• [Document source]:
+ + + + +
Le repérage des compétences fondamentales (HAMEL et PRAHALAD)
Tâche essentielle du management :
HAMEL et PRAHALAD (1990) ont démontré que les compétences sont sources de compétitivité. Ils ont construit un modèle représentant l’entreprise comme un arbre dont les racines sont ses compétences fondamentales. L’une des tâches du management est d’identifier, d’exploiter et de protéger les compétences fondamentales, le cœur de compétences.
Identification d’une compétence fondamentale (ou distinctive):
Pour PRAHALAD et HAMEL, une compétence est qualifiée de fondamentale si elle passe le test des 4 questions (conditions à respecter pour apporter un avantage concurrentiel)
- Valeur ? Elle doit impérativement créer de la valeur pour le client, qui doit être prêt à acheter. La compétence doit permettre à l’entreprise d’exploiter une opportunité ou de neutraliser une menace. Si ce n’est pas le cas, elle ne présente qu’un intérêt limité pour l’entreprise qui la détient.
- Rareté ? Elle ne doit pas être détenue par un grand nombre d’entreprises (un nombre limitée de firmes, idéalement une seule…). Si elle n’est pas unique, elle ne permet pas de creuser l’écart par rapport à la concurrence (ex. Toyota qui a, le Ier, produit avec le zéro défaut, s ‘est construit pour un temps un avantage concurrentiel. Quand cette compétence s’est généralisée à tous les autres acteurs de l’industrie automobile, la rareté a disparu).
- Imitabilité ? Elle doit impérativement être très difficile et coûteuse à imiter par les concurrents. Si elle est rare, mais imitable, elle permet de se distinguer de la concurrence… mais seulement pendant un laps de temps limité. Ce qui suppose qu’on ne puisse pas facilement l’acquérir (d’où la protection par des brevets et déposés, par des secrets de fabrication, des clauses de confidentialité…) De plus, elle ne doit pas être substituable.
- Organisation ? L’entreprise doit être organisée de manière à pouvoir bien l’exploiter, à bien tirer profit du potentiel des compétences.
Elle doit aussi permettre d’accéder à une grande variété de marché.
+ + + + +
• [Consigne]: Poursuivez le texte sur les compétences fondamentales selon Hamel et Prahalad à partir de sa dernière phrase. Les lignes ci-dessous n'interviennent en rien dans ce travail.
+ + + + +
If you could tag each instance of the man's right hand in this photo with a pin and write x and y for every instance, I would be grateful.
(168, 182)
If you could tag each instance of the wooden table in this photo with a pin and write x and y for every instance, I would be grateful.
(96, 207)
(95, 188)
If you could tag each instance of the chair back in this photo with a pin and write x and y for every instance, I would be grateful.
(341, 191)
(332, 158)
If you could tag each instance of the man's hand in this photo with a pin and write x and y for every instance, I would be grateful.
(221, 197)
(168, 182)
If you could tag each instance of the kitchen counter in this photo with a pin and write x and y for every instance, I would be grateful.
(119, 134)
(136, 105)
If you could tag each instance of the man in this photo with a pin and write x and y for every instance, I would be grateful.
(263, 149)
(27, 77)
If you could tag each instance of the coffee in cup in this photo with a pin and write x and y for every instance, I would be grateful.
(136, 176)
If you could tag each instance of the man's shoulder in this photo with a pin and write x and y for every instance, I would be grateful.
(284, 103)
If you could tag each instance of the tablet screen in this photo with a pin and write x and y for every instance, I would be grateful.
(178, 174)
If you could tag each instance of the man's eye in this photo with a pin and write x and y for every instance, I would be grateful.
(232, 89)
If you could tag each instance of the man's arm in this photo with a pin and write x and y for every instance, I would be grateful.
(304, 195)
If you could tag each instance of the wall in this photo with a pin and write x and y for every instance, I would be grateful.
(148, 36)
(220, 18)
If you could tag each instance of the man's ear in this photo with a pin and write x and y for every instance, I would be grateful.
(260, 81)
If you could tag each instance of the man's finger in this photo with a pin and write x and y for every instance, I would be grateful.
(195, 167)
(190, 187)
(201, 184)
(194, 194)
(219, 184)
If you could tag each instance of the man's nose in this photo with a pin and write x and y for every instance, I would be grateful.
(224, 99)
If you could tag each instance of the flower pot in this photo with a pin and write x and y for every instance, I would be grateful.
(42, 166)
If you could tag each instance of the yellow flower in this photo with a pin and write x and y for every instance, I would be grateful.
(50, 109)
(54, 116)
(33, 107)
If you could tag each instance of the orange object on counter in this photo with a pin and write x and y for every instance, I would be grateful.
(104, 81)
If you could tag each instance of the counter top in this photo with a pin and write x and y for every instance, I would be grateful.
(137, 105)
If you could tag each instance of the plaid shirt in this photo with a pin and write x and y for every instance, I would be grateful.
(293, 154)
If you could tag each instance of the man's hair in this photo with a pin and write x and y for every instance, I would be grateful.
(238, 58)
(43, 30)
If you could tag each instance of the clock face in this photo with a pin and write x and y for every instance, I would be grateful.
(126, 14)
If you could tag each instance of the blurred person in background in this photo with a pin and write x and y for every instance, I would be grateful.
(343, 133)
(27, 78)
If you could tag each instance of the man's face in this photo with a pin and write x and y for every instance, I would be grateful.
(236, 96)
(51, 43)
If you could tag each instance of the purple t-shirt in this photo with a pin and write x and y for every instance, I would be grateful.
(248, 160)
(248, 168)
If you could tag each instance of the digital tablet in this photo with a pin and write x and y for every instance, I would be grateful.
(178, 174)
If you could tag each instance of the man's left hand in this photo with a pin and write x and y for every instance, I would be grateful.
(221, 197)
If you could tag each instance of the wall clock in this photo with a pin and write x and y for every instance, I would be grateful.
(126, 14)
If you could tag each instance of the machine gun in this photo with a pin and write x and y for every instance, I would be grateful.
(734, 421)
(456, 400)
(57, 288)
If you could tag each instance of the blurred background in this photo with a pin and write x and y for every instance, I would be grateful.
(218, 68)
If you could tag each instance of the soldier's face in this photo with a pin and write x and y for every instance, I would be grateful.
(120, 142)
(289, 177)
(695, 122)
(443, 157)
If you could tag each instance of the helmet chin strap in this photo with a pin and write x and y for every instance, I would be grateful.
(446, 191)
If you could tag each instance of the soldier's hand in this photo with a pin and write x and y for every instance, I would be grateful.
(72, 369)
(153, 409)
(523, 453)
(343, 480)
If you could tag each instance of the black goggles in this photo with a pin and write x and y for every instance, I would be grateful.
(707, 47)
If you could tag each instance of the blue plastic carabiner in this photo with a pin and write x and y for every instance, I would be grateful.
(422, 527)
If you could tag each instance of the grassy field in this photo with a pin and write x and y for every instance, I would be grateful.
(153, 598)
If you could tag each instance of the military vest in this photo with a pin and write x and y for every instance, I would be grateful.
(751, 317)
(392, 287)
+ + + + +
• [Réponse attendue]:
Les entreprises vont chercher à développer ces compétences distinctives en leur allouant des moyens financiers. Ainsi la société UPS se distingue de ses concurrents par l’efficacité de sa logistique ; Nespresso mise sur son marketing ; Apple concentre ses efforts sur sa R&D ; etc. Afin de toujours détenir une longueur d’avance sur leurs concurrents.
Résumé :
L’analyse de l’environnement global, des forces concurrentielles et du marché permet de dégager les menaces et les opportunités. Les stratégies seront ensuite définies en tenant compte des ressources (humaines, financières et matérielles…) et des compétences que l’entreprise détient ou qu’elle devra acquérir.
Pour réaliser le diagnostic stratégique interne, l’entreprise dispose de différents outils d’analyse. Les outils développés par M. PORTER (la chaîne de valeur en ce qui concerne le diagnostic interne) permettent de faire ressortir les sources d’un avantage concurrentiel pour chaque DAS.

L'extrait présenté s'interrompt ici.